Starting with the line that contains "task: trace the outline of the tree branch" and continuing through the line that contains "49), (665, 83)]", reproduce those lines with "tree branch" swapped for "tree trunk" and nothing else altered. Omit the pictures from the result.

Exercise inputs
########

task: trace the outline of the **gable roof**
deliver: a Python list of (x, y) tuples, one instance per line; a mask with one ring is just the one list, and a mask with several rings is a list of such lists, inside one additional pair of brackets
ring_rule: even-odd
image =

########

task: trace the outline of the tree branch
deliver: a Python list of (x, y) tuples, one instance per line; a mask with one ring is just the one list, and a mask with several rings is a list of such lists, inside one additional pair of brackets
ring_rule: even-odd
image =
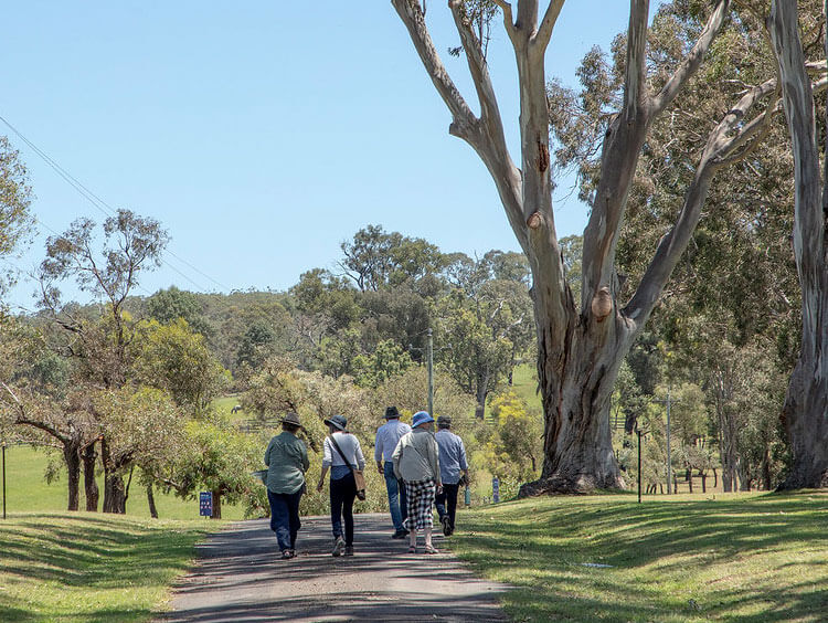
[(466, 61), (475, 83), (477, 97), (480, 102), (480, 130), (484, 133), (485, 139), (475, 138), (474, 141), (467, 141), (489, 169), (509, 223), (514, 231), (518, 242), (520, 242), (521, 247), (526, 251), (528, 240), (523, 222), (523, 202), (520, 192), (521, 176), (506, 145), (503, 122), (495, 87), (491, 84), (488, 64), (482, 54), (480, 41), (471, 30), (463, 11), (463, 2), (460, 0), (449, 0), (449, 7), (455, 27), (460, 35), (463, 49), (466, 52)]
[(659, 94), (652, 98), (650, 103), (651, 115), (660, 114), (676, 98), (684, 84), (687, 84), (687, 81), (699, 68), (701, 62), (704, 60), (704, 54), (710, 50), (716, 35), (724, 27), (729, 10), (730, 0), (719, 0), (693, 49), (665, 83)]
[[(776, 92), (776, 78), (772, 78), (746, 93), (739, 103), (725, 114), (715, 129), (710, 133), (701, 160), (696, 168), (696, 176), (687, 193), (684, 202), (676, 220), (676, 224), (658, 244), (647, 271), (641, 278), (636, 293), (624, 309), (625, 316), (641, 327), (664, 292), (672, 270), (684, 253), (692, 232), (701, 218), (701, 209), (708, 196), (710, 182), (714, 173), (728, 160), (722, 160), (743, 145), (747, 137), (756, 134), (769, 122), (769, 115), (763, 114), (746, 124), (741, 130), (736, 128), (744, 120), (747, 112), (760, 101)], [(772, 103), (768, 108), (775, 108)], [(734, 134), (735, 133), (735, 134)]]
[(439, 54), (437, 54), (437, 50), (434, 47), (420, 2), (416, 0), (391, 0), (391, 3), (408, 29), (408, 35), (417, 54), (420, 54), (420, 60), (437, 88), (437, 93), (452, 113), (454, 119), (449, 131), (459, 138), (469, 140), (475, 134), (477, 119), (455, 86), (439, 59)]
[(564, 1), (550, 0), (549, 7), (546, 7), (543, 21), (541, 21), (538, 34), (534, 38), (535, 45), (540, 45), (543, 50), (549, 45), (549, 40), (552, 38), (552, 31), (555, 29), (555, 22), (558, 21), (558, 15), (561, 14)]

########

Completed exercise
task: trace the outline of the tree trunk
deliver: a Python list of (x, y) tuples, one instance per line; a mask with one ring is just the one list, and a mask with several rings is a list of such lists, inside one additional pair of brackets
ring_rule: even-odd
image =
[(466, 61), (475, 83), (477, 97), (480, 102), (480, 130), (484, 133), (485, 139), (475, 138), (474, 141), (467, 141), (489, 169), (509, 223), (514, 231), (518, 242), (520, 242), (521, 247), (526, 251), (528, 240), (523, 222), (523, 202), (520, 192), (521, 176), (506, 145), (503, 122), (495, 87), (491, 84), (488, 64), (482, 54), (480, 41), (471, 30), (463, 11), (463, 2), (460, 0), (449, 0), (449, 7), (455, 27), (460, 35), (463, 49), (466, 52)]
[(659, 94), (652, 98), (650, 103), (651, 115), (660, 114), (676, 98), (684, 84), (687, 84), (687, 81), (699, 68), (701, 62), (704, 60), (704, 54), (710, 50), (716, 35), (724, 27), (729, 10), (730, 0), (719, 0), (693, 49), (665, 83)]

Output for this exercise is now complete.